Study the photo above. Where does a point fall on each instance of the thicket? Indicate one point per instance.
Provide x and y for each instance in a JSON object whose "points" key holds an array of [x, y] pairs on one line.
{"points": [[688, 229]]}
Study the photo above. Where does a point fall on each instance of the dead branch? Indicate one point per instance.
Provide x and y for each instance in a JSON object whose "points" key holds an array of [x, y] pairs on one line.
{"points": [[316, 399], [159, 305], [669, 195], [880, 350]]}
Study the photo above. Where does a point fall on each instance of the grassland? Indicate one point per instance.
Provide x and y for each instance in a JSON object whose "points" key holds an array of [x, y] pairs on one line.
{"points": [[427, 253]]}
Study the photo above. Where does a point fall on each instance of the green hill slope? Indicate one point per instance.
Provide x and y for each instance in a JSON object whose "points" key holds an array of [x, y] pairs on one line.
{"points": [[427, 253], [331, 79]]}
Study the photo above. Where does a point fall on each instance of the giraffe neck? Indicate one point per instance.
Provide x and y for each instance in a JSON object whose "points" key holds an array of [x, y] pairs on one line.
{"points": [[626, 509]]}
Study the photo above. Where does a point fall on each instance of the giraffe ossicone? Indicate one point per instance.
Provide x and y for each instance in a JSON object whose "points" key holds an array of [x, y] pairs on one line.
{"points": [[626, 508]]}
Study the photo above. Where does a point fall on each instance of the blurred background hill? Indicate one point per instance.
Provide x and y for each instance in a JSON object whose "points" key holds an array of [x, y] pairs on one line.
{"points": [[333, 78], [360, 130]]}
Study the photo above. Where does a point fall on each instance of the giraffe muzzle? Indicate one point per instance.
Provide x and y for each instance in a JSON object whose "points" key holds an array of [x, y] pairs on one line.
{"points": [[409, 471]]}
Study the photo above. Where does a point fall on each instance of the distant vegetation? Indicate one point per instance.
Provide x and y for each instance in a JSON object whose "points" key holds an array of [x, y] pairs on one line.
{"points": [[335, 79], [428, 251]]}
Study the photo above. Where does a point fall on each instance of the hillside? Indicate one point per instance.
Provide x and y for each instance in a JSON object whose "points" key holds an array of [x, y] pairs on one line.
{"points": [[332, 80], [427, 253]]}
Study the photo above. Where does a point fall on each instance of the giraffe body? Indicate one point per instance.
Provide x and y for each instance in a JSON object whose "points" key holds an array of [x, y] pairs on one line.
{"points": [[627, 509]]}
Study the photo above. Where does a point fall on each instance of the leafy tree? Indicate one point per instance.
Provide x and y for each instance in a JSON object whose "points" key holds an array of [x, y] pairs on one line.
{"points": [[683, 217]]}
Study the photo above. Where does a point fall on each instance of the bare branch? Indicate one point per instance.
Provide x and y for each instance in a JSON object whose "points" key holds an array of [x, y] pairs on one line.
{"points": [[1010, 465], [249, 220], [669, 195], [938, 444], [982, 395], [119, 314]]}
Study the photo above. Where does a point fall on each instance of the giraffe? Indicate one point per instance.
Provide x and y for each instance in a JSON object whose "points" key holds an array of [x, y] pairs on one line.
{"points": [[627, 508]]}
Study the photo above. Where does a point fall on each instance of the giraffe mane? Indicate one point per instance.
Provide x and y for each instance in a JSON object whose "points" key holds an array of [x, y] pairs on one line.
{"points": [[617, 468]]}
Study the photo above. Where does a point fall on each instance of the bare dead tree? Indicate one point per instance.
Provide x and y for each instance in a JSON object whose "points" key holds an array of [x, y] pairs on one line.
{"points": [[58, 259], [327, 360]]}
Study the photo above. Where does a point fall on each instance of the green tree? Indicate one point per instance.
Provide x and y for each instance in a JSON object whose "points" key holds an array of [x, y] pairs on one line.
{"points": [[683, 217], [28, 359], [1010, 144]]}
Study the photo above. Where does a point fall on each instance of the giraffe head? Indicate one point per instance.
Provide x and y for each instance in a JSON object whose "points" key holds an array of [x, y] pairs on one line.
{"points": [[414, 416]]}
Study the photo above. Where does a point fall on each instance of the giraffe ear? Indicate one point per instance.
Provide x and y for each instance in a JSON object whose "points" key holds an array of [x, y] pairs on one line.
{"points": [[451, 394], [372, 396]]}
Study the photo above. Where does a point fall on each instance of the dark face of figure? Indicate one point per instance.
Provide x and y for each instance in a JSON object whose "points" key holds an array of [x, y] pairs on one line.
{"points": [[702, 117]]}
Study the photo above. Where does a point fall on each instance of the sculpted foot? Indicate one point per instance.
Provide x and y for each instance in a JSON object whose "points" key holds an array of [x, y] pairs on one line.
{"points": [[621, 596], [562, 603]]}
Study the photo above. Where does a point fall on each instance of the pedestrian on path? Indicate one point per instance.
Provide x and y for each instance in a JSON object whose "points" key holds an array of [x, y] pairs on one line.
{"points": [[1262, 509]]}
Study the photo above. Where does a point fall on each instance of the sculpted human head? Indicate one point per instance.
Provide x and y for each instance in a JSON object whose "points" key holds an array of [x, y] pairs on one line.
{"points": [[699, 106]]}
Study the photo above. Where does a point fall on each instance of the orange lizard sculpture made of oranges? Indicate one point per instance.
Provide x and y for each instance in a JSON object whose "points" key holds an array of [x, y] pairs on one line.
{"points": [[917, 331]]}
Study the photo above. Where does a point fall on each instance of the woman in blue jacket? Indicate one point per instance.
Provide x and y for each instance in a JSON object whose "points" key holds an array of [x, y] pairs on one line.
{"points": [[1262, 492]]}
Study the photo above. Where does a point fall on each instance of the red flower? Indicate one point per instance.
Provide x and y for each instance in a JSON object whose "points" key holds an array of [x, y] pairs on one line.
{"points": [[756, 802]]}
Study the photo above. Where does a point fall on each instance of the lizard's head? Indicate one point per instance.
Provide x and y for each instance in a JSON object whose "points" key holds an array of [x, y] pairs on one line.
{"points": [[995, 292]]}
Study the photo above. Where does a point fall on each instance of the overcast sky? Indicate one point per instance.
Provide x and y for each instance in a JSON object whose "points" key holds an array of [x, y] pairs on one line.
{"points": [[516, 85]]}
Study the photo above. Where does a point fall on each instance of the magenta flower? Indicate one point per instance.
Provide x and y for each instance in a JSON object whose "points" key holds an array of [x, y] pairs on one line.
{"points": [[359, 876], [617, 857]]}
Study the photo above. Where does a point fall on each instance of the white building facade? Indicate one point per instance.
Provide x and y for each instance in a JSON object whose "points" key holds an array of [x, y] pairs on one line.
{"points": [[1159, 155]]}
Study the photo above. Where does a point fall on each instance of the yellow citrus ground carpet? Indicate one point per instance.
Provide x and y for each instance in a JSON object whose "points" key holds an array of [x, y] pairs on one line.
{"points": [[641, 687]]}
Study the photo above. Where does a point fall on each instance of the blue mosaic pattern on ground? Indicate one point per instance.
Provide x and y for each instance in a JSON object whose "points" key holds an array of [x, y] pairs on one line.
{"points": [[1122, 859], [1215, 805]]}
***
- Task objective -
Go through the preceding material and copy each line that has the word "blue".

- Finished task -
Study the photo above. Where does a point fall on each instance of the woman in blue jacket? Indicate one point per instance.
Study the photo above. Where does a point fall on each instance of the blue mosaic pattern on ground? Indicate one point per instance.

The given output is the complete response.